# Assigned task:
Each entry is to be transcribed exactly, with nothing added or dropped.

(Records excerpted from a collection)
━━━━━━━━━━━━━━━━━━━━━━━━━━━━━━

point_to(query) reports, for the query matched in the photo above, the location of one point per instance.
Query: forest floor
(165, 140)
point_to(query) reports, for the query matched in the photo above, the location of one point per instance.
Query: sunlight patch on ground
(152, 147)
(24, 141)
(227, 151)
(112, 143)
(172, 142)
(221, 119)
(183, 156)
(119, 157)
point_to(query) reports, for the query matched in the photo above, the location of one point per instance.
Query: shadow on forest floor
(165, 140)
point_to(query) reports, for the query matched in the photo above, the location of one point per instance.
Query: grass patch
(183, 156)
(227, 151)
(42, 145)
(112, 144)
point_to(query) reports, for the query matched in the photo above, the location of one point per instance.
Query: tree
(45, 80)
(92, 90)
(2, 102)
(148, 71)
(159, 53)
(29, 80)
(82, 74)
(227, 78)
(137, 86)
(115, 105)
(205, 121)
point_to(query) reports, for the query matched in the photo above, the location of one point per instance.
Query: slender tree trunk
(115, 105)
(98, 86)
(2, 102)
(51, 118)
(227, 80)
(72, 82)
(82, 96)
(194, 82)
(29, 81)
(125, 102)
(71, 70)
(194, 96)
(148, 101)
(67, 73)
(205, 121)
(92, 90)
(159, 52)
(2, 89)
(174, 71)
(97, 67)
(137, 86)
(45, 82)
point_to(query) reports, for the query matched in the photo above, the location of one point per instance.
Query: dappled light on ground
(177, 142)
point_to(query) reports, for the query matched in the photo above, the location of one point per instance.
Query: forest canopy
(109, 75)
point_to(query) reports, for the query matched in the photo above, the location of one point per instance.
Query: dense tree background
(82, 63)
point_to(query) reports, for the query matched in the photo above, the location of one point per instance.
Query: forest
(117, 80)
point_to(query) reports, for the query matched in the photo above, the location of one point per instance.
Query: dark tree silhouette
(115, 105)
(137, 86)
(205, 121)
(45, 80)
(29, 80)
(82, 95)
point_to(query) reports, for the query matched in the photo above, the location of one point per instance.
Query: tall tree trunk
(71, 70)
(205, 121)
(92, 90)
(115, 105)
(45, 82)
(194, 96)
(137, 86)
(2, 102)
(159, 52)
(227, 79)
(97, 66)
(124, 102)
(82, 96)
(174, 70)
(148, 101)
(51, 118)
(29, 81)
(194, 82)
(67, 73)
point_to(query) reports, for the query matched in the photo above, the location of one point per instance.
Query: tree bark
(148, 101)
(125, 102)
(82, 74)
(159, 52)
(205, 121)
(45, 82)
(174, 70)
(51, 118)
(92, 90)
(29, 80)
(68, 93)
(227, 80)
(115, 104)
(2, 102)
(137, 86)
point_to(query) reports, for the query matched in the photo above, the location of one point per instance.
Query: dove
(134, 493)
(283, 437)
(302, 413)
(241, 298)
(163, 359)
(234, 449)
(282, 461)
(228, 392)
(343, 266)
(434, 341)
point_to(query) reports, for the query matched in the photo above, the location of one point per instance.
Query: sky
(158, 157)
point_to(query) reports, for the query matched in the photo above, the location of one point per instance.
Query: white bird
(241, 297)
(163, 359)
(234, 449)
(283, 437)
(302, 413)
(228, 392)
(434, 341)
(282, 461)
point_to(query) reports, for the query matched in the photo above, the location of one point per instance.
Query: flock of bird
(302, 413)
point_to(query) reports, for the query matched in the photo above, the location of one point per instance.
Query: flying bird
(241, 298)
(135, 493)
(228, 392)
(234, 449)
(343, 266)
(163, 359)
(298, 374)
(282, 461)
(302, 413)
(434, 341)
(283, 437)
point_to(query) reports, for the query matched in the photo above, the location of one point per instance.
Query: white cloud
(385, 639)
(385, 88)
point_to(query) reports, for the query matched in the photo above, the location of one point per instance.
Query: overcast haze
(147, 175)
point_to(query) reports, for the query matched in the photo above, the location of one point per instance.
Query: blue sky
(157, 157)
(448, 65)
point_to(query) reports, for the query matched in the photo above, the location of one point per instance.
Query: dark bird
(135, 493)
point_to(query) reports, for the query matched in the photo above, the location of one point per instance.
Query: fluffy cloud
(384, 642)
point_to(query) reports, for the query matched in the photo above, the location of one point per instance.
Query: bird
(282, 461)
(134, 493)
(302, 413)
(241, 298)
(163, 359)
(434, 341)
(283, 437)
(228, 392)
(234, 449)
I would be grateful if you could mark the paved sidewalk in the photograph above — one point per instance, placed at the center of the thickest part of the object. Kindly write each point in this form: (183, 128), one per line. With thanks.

━━━━━━━━━━━━━━━━━━━━━━━━━━━━━━

# Solution for this problem:
point_to(query) reports, for the query matched in the photo above, the location of one point per instance.
Query: forest floor
(165, 140)
point_to(query) reports, for the query matched in the photo above, the location of one point per instance.
Query: sunlight patch on ground
(152, 147)
(24, 141)
(227, 151)
(112, 143)
(172, 142)
(221, 119)
(183, 156)
(119, 157)
point_to(query) reports, for the query matched in the photo above, the location of one point per instance.
Query: shadow on forest floor
(165, 140)
point_to(query) reports, for the query matched in the photo above, the location of one point per instance.
Query: grass patch
(183, 156)
(227, 151)
(42, 145)
(112, 144)
point_to(query) reports, for the query matched in the photo above, the location of one point per instance.
Query: tree
(45, 80)
(92, 90)
(2, 102)
(148, 71)
(159, 53)
(29, 80)
(82, 74)
(227, 78)
(137, 86)
(115, 105)
(205, 121)
point_to(query) reports, for the query matched in the photo above, the location of one point per instance.
Query: slender tree trunk
(115, 105)
(98, 86)
(2, 102)
(51, 118)
(227, 80)
(72, 82)
(82, 96)
(194, 82)
(29, 81)
(125, 102)
(71, 70)
(194, 96)
(148, 101)
(67, 73)
(205, 121)
(92, 90)
(159, 52)
(2, 89)
(174, 71)
(97, 67)
(137, 86)
(45, 82)
point_to(query) reports, for the query matched in the photo above, the location of one point per instance.
Query: dappled light on ground
(177, 142)
point_to(query) reports, for the query matched in the photo above, the location of one point per instance.
Query: forest canopy
(109, 75)
point_to(query) reports, for the query matched in the photo above, the location of one point per instance.
Query: dense tree background
(82, 63)
point_to(query) reports, for the query matched in the photo above, the location of one point per instance.
Query: forest
(117, 80)
point_to(query) reports, for the query matched in the photo above, the location of one point per instance.
Query: dark tree silhouette
(115, 105)
(137, 86)
(205, 121)
(45, 80)
(29, 80)
(82, 95)
point_to(query) reports, for the query matched in the photo above, the location of one point per instance.
Query: tall tree trunk
(71, 70)
(205, 121)
(92, 90)
(115, 105)
(45, 82)
(194, 96)
(137, 86)
(2, 102)
(159, 52)
(227, 79)
(97, 66)
(124, 102)
(82, 96)
(174, 70)
(148, 101)
(51, 118)
(29, 81)
(194, 82)
(67, 73)
point_to(query) reports, for the query matched in the photo above, the location of one point per instance.
Query: tree bark
(148, 101)
(125, 102)
(82, 74)
(159, 52)
(205, 121)
(45, 82)
(174, 70)
(51, 118)
(92, 90)
(29, 80)
(68, 93)
(227, 80)
(115, 104)
(2, 102)
(137, 86)
point_to(query) reports, for the query matched in the photo above, the location of one point per instance.
Query: dove
(134, 493)
(283, 437)
(302, 413)
(241, 298)
(163, 359)
(234, 449)
(282, 461)
(228, 392)
(343, 266)
(434, 341)
point_to(query) reports, for the query matched in the photo above, the location of one point per instance.
Query: sky
(158, 157)
point_to(query) reports, for the query matched in the photo above, the location of one point per instance.
Query: white bird
(241, 297)
(163, 359)
(234, 449)
(283, 437)
(302, 413)
(228, 392)
(434, 341)
(282, 461)
point_to(query) reports, for the query matched in the photo above, the location of one point per instance.
Query: flock of bird
(302, 413)
point_to(query) reports, for the query matched in the photo above, the location of one point per instance.
Query: flying bird
(241, 298)
(135, 493)
(228, 392)
(234, 449)
(343, 266)
(163, 359)
(298, 374)
(282, 461)
(302, 413)
(434, 341)
(283, 437)
point_to(query) reports, for the query matched in the photo above, the location of one point per instance.
Query: white cloud
(385, 639)
(385, 88)
point_to(query) reports, for the query matched in the photo above, the location of one point per instance.
Query: overcast haze
(147, 175)
point_to(query) reports, for the query matched in the photo above, the location of one point per instance.
Query: blue sky
(157, 157)
(448, 65)
point_to(query) reports, for the query matched in the photo above, the location of one point per instance.
Query: dark bird
(135, 493)
point_to(query) reports, for the query matched in the photo above, the location of one point per instance.
Query: fluffy cloud
(384, 642)
point_to(query) reports, for the query matched in the photo above, the location of one point per instance.
Query: bird
(282, 461)
(134, 493)
(302, 413)
(241, 298)
(163, 359)
(434, 341)
(283, 437)
(228, 392)
(234, 449)
I would be grateful if you could mark the paved sidewalk in the photograph above — one point per instance, placed at the center of the thickest part of the object. Kindly write each point in this form: (183, 128), one per line. With thanks.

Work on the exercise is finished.